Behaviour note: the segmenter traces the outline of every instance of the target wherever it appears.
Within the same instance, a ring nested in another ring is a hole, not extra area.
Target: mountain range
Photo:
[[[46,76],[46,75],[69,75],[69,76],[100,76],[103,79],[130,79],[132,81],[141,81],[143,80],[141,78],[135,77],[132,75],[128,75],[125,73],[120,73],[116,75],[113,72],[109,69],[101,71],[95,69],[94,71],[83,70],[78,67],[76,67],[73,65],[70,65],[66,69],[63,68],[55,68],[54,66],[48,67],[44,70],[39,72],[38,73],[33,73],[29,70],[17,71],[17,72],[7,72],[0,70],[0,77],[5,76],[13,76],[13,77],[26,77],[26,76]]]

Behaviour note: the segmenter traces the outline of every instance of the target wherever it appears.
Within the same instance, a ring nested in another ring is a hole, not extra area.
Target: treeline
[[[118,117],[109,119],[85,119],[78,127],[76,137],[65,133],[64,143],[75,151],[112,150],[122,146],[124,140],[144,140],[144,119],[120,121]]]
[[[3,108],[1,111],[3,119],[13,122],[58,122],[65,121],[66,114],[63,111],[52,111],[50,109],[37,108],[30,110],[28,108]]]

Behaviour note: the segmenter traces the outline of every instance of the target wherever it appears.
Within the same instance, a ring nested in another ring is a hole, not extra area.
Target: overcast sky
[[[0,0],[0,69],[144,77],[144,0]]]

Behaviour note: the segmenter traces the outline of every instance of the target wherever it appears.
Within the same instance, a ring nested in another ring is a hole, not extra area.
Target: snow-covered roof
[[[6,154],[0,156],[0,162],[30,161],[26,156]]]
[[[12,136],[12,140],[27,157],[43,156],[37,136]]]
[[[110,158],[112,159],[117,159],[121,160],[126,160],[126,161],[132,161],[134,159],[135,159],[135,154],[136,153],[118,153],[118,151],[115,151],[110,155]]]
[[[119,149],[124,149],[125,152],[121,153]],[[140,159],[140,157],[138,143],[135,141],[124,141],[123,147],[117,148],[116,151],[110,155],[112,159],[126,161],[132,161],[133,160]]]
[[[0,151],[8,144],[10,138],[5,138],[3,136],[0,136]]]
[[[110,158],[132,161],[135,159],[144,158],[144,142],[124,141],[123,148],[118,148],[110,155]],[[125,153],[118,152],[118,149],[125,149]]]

-----

▶ _Problem requirements_
Copy the whole listing above again, replacing every "segmenter" with "labeler" and leaving everything else the same.

▶ _Full output_
Behaviour note: the labeler traces the outline of every instance of the target wherever it appears.
Within the same instance, a ring nested in another ring is a hole, not extra area.
Target: mountain range
Photo:
[[[46,76],[46,75],[69,75],[69,76],[100,76],[103,79],[130,79],[132,81],[141,81],[143,80],[141,78],[135,77],[132,75],[128,75],[125,73],[120,73],[116,75],[113,72],[109,69],[101,71],[95,69],[94,71],[83,70],[78,67],[76,67],[73,65],[70,65],[66,69],[63,68],[55,68],[54,66],[48,67],[44,70],[39,72],[38,73],[33,73],[29,70],[17,71],[17,72],[7,72],[0,70],[0,77],[5,76],[13,76],[13,77],[26,77],[26,76]]]

Behaviour note: the labeler traces the outline of every instance of the target wherever it appears.
Within the same instance, a ring nested in another ring is a hole, not extra area.
Target: treeline
[[[118,117],[109,119],[85,119],[78,127],[76,137],[65,133],[64,143],[75,151],[112,150],[122,146],[124,140],[144,140],[144,119],[120,121]]]
[[[3,108],[1,111],[3,119],[13,122],[58,122],[65,121],[66,114],[63,111],[52,111],[50,109],[37,108],[30,110],[28,108]]]

Behaviour note: the labeler traces the outline of every instance of the target wherever it appears.
Within the same instance, a ring nested in another ring is a hole, not extra area.
Target: overcast sky
[[[0,0],[0,69],[144,77],[144,0]]]

Behaviour note: the labeler traces the outline of every instance of the target wherever it appears.
Within the same instance, a ring nested in another ring is a hole, not extra area.
Target: snow-covered roof
[[[6,154],[0,156],[0,162],[30,161],[26,156]]]
[[[12,136],[12,140],[27,157],[43,156],[37,136]]]
[[[110,158],[112,159],[117,159],[121,160],[126,160],[126,161],[132,161],[134,159],[135,159],[135,154],[136,153],[118,153],[118,151],[115,151],[110,155]]]
[[[119,149],[124,149],[125,152],[121,153]],[[140,159],[140,157],[138,143],[135,141],[124,141],[123,147],[117,148],[116,151],[110,155],[112,159],[126,161],[132,161],[133,160]]]
[[[0,151],[8,144],[10,138],[5,138],[3,136],[0,136]]]
[[[110,158],[132,161],[135,159],[144,158],[144,142],[124,141],[123,148],[118,148],[110,155]],[[125,153],[118,152],[118,149],[125,149]]]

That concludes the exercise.